===== Given data =====

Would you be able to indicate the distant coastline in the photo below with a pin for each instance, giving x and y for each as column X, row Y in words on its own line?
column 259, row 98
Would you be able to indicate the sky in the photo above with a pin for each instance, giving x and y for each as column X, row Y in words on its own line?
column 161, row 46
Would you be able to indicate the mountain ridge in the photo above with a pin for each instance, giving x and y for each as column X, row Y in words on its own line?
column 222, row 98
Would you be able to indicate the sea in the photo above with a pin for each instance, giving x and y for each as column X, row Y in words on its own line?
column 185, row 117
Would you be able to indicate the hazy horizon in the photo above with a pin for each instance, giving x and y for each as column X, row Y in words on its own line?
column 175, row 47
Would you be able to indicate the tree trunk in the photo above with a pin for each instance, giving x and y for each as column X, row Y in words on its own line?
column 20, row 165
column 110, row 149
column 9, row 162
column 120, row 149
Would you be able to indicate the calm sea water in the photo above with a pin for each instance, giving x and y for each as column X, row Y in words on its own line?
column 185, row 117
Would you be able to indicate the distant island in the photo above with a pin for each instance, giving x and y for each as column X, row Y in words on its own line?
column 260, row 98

=====

Instructions to follow: Set down every record above, word for word.

Task result:
Would you be able to indicate the distant coastline in the photo below with a pin for each instance, giving x and y for each as column X, row Y in words on its own line?
column 259, row 98
Would you be able to indicate the sky in the photo above with a pin for each instance, giving x and y for each as column X, row Y in words on its own line?
column 161, row 46
Would you be able to indicate the mountain ridge in the photo above with a pin for each instance, giving x and y for each as column X, row Y in words on its own line?
column 222, row 98
Would you be able to indicate the sea in the photo above with a pin for each instance, giving x and y for each as column X, row Y in words on its own line?
column 185, row 117
Would you be able to indicate the hazy horizon in the photo above with a pin for each instance, giving x and y for each as column X, row Y in words on its own line?
column 175, row 47
Would you be able to indicate the tree trunk in the photo above with a pin for each instance, giving x and y for each as column X, row Y in words on its own line?
column 20, row 165
column 110, row 149
column 9, row 162
column 120, row 149
Would you be able to indicate the calm sea water in the photo above with a pin for each instance, giving x and y for each as column X, row Y in words on its own line?
column 185, row 117
Would you be able to indicate the distant island in the photo above with a pin for each instance, giving x and y for each as column X, row Y in words on its own line?
column 260, row 98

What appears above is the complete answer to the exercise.